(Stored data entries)
================================
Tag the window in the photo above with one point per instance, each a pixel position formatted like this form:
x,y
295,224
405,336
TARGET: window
================================
## Exercise directions
Word for word, write out all the lines shown above.

## Response to this task
Tag the window in the photo above with one point per instance, each a pixel position formatted like this form:
x,y
295,224
405,336
TARGET: window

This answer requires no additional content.